*Exercise objective:* Copy word for word the part of the passage on Indonesian dishes that begins at the words "A frequently encountered" and stops after the words "haunting tingklik orchestra.".

*Document excerpt:*

National Indonesian Dishes
From a few hundred in the early 1980s to several thousand today, restaurants have proliferated on Bali. Consequently, all Indonesian national dishes are available in Bali's restaurants. Anything with the word nasi in front of it means that it's prepared or served with rice. An old standby in any Padang- or Javanese-style restaurant from one end of Indonesia to the other is nasi campur, a heap of steamed rice topped with vegetables, meat, pickles, and krupuk-an excellent value for Rp1500-3000. A criticism of the Padang-style restaurant is that the ingredients are fresh only in the mornings and that the meat tends not be "tourist quality," i.e., it is stringy, fatty, and tough. Very popular with tourists and Indonesians alike is nasi goreng, a soft and crunchy fried rice dish offered by many restaurants as standard fare. Mie goreng means noodles fried in coconut oil with eggs, meat, or seafood, plus tomato, cucumber, shrimp paste, spices, and chilies. Both nasi goreng and mie goreng are common Indonesian breakfast dishes. If istimewa ("special") is written after either dish, it means it comes with fried egg on top.
Javanese-style sate is widely available on Bali. On Java, sate are marinated mini-kebabs of chicken, beef, or mutton impaled on skewers of coconut palm, grilled over an open charcoal fire, then dipped into a spicy peanut sauce. The Balinese make their sate by mixing minced meat laden with freshly grated coconut, prawn paste, garlic, chilies, lemon leaves, and salt to make a sticky dough-like mixture. Wrapped around a thick vein of bamboo or sugarcane, it is then charcoal-grilled and served with either a mild or peppery sauce. Pork, shrimp, bowel (usus, jerohan), egg, dog meat, and turtle meat sate, absent on Java, are popular on Bali.
A frequently encountered Indonesian dish acquired from the Dutch and found mostly in Bali's hotel restaurants is rijstaffel ("rice table"), a sort of Indonesian smorgasbord. In colonial days, a ceremonial rijstaffel could embrace as many as 35 courses. Today, five to 10 courses is more the norm. The total meal offers a variety of dishes, some sweet, others spicy, all to be eaten with boiled rice and condiments. The Balinese-style rijstaffel is made up of well-spiced regional fish, vegetable, and meat dishes and black rice pudding for dessert. The dishes are served in handmade pots, often accompanied by a haunting tingklik orchestra.
The rijstaffel presented at the Tanjung Sari Hotel in Sanur for Saturday and Sunday lunch is nothing short of spectacular. Many other big hotels serve their own versions of this popular dish, for example the Kartika Plaza (tel. 0361-751067) in Kuta and the Pesona Bali (tel. 0361-753914) in Seminyak for Rp30,000. The Beluga Restaurant (tel. 0361-71146) on Tg. Jl. Segara Windu, Tanjung Benoa, serves rijstaffel in the original style on antique plates by young Indonesian girls.

*Data shown:*
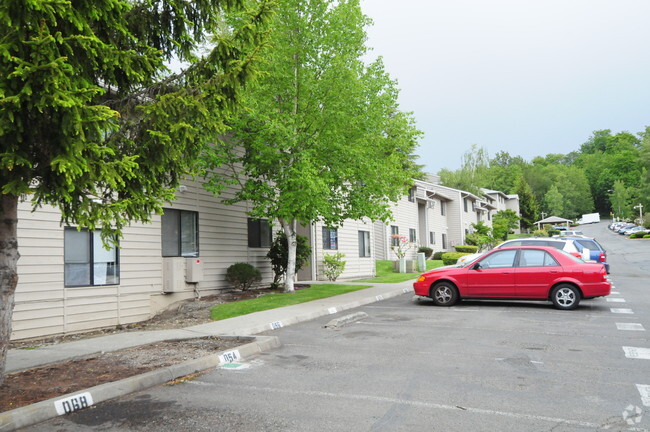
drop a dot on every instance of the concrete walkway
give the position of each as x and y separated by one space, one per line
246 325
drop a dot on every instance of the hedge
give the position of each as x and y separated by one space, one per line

* * *

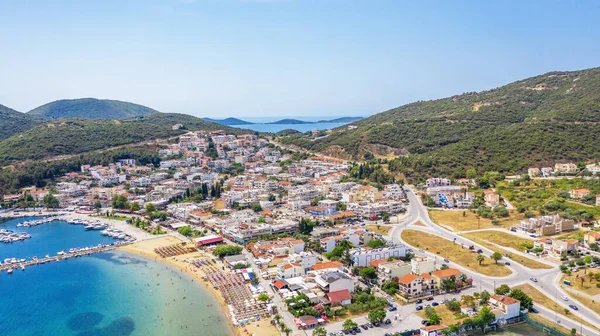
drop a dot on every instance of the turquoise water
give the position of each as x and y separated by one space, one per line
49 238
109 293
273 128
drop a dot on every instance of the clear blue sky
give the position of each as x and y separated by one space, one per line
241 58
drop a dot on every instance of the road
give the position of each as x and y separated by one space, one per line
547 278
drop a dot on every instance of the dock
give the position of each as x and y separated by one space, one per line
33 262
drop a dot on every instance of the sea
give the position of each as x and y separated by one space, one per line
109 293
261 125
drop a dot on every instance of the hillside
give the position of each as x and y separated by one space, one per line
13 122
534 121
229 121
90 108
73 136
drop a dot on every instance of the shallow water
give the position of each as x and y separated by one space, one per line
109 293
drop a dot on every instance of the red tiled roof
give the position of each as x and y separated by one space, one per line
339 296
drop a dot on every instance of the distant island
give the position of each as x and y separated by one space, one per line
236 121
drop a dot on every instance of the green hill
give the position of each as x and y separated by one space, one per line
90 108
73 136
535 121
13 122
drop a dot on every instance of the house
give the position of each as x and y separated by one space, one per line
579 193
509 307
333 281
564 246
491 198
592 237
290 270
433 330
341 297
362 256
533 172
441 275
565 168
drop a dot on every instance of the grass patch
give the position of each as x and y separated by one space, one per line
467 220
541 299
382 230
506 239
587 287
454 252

--

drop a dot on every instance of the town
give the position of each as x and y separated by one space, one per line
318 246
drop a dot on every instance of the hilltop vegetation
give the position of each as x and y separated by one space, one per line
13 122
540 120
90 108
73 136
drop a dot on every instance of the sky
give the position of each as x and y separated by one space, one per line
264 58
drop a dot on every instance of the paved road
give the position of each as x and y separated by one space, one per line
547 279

*Task response:*
A frequently encountered Indonesian dish acquired from the Dutch and found mostly in Bali's hotel restaurants is rijstaffel ("rice table"), a sort of Indonesian smorgasbord. In colonial days, a ceremonial rijstaffel could embrace as many as 35 courses. Today, five to 10 courses is more the norm. The total meal offers a variety of dishes, some sweet, others spicy, all to be eaten with boiled rice and condiments. The Balinese-style rijstaffel is made up of well-spiced regional fish, vegetable, and meat dishes and black rice pudding for dessert. The dishes are served in handmade pots, often accompanied by a haunting tingklik orchestra.